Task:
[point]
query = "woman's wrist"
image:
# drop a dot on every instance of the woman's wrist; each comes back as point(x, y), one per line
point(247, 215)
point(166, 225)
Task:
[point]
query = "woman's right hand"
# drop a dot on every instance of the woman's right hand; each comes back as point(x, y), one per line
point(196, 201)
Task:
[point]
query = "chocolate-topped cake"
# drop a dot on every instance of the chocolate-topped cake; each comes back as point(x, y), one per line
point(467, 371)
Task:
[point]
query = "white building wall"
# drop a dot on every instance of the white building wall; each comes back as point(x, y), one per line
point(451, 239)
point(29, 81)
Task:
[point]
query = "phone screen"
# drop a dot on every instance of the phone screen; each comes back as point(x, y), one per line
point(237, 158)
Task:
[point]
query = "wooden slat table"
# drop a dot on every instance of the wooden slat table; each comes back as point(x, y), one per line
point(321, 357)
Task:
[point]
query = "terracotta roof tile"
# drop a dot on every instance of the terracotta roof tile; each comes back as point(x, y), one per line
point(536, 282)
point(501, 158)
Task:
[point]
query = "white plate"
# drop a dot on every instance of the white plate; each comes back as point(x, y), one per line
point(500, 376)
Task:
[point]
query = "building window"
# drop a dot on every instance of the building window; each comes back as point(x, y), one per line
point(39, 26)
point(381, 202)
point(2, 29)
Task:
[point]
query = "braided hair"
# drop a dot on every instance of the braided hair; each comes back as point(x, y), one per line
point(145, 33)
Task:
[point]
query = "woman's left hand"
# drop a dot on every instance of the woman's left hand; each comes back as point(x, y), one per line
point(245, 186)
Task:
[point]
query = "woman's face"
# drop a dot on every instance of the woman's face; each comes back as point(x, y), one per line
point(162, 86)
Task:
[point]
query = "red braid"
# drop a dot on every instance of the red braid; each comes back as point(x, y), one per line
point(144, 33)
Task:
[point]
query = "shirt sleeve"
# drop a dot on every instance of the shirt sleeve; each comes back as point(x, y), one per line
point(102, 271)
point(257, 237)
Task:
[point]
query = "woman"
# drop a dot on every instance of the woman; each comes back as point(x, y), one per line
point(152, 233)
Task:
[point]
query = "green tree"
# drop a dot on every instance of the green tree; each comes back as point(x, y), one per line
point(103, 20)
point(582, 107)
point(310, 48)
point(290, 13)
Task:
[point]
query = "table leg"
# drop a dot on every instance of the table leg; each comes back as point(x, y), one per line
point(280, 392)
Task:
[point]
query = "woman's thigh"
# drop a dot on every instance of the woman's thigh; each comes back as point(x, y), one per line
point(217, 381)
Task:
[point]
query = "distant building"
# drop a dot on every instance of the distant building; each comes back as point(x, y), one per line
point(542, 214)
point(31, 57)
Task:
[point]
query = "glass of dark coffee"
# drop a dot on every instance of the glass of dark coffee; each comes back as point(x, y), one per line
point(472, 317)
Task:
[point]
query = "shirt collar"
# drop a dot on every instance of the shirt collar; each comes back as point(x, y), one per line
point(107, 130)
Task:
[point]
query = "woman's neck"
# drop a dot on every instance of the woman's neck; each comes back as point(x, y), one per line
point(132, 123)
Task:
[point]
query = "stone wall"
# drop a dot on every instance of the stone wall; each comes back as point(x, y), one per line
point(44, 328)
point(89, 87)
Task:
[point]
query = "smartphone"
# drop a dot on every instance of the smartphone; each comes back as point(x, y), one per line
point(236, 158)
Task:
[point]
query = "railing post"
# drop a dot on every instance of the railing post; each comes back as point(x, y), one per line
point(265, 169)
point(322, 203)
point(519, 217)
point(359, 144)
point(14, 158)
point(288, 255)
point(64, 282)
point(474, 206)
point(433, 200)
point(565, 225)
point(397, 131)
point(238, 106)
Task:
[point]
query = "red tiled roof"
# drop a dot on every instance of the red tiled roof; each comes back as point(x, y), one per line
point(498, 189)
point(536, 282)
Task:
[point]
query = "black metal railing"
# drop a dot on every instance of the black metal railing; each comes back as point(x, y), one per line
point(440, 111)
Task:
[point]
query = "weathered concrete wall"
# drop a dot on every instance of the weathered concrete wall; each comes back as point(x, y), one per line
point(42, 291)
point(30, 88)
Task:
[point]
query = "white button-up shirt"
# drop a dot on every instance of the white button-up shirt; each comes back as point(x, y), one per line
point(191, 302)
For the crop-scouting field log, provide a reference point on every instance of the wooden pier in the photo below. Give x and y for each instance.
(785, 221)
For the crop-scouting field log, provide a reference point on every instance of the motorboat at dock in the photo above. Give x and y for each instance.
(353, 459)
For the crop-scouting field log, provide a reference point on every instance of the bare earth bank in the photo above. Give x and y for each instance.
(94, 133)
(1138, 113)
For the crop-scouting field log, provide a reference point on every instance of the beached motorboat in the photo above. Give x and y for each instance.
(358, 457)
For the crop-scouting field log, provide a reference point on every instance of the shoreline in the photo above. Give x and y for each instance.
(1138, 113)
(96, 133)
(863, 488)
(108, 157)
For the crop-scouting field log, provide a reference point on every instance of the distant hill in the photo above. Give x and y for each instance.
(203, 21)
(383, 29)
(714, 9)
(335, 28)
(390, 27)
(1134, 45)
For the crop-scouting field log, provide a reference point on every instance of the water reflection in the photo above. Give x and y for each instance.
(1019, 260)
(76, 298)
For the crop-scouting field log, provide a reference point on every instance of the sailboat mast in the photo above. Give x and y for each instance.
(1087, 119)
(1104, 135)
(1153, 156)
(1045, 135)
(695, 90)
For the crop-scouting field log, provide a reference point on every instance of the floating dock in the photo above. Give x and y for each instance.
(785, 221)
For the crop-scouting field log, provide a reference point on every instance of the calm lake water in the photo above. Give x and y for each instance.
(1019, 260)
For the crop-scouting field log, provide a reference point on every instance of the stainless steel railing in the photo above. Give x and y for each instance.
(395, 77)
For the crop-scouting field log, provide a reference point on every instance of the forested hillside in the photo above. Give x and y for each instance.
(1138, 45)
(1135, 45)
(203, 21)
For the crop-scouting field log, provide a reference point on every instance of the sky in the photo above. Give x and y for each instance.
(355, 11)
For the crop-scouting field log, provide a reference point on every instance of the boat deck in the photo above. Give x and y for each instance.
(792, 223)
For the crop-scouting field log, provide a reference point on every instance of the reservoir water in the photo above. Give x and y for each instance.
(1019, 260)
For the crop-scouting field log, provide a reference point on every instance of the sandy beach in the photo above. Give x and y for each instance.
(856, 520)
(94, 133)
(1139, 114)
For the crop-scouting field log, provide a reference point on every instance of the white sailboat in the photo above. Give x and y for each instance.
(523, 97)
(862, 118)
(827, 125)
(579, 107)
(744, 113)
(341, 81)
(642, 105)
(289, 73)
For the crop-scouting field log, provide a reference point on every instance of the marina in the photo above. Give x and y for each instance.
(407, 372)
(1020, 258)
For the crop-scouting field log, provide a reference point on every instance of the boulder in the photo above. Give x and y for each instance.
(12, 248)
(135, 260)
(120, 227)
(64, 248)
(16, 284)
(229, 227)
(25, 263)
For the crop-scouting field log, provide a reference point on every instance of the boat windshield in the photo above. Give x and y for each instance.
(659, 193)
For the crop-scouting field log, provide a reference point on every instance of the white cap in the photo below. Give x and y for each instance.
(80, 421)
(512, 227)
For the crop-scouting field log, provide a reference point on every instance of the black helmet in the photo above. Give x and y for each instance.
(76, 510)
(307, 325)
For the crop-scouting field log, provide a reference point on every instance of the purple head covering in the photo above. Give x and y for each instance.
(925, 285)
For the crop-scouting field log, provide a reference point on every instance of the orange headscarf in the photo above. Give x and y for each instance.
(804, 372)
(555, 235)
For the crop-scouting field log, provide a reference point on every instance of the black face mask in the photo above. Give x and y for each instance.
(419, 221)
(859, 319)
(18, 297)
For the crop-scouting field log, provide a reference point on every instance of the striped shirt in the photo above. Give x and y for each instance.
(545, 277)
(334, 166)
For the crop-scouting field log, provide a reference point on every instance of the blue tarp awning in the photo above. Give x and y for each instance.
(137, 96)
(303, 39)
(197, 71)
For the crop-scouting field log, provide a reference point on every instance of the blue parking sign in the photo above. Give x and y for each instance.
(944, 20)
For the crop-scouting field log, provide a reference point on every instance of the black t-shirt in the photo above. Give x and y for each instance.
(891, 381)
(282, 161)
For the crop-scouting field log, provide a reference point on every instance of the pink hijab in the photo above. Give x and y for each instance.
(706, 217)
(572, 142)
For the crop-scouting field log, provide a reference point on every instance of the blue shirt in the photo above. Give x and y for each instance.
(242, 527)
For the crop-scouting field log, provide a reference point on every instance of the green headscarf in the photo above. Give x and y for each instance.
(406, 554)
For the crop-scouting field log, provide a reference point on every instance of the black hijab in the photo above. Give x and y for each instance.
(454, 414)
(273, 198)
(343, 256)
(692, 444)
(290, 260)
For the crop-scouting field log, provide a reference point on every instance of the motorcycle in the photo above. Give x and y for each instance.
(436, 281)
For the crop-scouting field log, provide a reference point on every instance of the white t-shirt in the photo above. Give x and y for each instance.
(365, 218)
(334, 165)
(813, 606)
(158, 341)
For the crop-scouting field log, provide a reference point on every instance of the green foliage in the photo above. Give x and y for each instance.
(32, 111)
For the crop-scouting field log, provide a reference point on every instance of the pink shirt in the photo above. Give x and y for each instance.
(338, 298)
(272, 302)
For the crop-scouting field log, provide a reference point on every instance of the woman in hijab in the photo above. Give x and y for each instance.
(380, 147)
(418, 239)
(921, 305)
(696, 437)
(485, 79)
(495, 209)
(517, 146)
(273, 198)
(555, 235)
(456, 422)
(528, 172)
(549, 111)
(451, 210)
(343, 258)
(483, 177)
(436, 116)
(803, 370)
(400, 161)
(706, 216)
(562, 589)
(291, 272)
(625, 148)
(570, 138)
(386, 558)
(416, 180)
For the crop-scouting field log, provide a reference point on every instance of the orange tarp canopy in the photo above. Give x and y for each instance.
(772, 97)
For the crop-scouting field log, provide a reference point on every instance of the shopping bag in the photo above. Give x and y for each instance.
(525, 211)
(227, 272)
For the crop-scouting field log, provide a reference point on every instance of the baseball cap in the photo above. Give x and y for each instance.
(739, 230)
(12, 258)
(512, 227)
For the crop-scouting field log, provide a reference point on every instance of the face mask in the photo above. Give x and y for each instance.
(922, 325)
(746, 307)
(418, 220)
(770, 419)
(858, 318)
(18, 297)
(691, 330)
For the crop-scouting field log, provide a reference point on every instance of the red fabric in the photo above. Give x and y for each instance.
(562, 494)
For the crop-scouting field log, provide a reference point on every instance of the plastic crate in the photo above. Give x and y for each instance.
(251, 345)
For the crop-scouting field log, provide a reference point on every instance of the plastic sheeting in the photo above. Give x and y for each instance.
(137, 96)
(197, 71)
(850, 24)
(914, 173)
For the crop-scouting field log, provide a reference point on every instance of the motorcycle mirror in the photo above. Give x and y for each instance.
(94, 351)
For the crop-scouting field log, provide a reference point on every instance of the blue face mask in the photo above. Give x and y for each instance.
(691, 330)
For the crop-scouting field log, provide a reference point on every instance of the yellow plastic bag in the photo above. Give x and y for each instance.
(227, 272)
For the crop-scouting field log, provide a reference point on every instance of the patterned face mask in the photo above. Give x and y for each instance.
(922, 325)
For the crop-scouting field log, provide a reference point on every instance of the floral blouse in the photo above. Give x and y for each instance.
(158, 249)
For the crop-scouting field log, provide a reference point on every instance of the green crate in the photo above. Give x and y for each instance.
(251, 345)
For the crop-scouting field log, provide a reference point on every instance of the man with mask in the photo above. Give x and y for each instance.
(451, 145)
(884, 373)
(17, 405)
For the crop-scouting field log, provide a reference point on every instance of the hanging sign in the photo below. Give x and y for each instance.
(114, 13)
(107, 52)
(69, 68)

The exercise:
Please copy out word for word the lines from the very first one through the line that contains "point(237, 158)", including both.

Complete output:
Task:
[point]
query = "woman's wrist"
image:
# drop a dot on every instance of the woman's wrist; each comes back as point(x, y), one per line
point(247, 215)
point(166, 225)
Task:
[point]
query = "woman's right hand"
# drop a dot on every instance of the woman's right hand; each comes back as point(x, y), one per line
point(196, 201)
Task:
[point]
query = "chocolate-topped cake"
# drop a dot on every instance of the chocolate-topped cake; each comes back as point(x, y), one per line
point(467, 371)
Task:
[point]
query = "white building wall"
# drop a dot on every instance of the white building wall; each comes back as point(x, y), one per line
point(451, 239)
point(29, 81)
Task:
[point]
query = "phone screen"
# drop a dot on every instance of the phone screen; each comes back as point(x, y), one per line
point(237, 158)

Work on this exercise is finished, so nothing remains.